Swap "thorax" for "abdomen" in the part that opens with the line containing "segment --target hoverfly" and closes with the line containing "Provide the outline of every instance of the hoverfly". Return only that part, with nothing else changed.

══ Input data

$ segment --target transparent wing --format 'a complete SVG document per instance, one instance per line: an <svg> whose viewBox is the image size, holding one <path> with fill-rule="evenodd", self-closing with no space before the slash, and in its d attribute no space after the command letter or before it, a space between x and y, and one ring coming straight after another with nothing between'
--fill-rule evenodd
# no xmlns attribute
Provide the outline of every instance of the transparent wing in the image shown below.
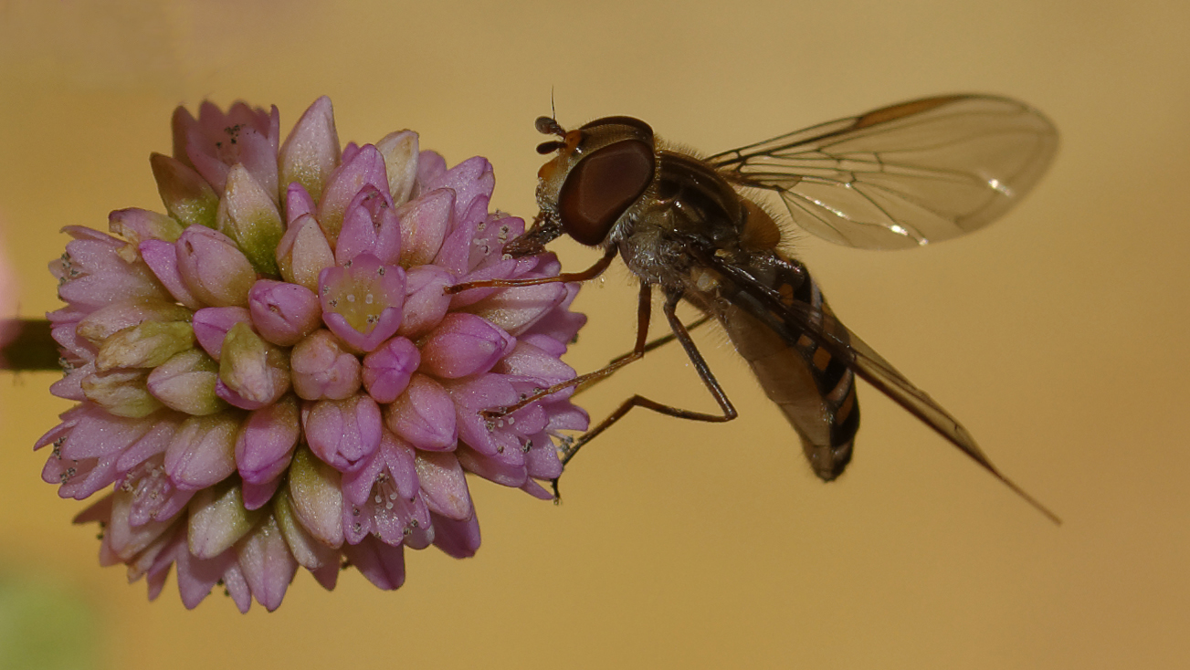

════
══ Input data

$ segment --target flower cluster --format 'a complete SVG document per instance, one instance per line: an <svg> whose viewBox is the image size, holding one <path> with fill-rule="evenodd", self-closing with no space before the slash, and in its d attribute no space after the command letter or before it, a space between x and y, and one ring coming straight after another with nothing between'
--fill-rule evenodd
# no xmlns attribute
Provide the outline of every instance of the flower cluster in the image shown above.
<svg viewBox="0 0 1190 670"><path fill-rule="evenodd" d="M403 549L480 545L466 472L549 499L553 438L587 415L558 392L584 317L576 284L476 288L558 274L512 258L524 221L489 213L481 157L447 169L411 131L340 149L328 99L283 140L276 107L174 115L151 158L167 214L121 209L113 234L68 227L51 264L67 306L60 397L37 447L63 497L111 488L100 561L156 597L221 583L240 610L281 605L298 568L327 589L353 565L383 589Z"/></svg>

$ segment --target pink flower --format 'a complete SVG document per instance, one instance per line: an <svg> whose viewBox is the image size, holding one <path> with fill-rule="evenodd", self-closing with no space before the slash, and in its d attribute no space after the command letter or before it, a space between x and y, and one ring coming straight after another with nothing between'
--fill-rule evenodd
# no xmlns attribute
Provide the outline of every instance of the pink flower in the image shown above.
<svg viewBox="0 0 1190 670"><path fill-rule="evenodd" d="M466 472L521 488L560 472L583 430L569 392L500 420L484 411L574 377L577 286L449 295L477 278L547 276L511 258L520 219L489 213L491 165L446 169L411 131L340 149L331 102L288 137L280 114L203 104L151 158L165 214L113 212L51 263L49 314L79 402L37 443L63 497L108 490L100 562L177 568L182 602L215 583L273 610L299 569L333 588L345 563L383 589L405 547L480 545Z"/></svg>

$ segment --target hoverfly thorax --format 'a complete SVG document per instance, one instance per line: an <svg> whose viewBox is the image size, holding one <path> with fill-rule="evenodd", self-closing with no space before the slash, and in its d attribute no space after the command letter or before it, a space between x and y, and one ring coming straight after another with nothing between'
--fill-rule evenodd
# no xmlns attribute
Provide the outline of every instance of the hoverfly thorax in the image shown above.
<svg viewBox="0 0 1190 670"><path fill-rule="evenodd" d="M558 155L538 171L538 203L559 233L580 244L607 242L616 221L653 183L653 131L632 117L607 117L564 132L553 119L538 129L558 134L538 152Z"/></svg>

════

Response:
$ segment --target hoverfly abdomen --format 'a complete SVG document per instance, one instance per line: an <svg> whose viewBox is the image size, holding one <path> with fill-rule="evenodd", self-closing with no space before the slash, and in its d attribute no space after the command letter or before it, a space between x and y, and one ring coming straight after another with nothing between'
--fill-rule evenodd
# no xmlns attribute
Provide the outline of every instance of the hoverfly abdomen in the image shown above.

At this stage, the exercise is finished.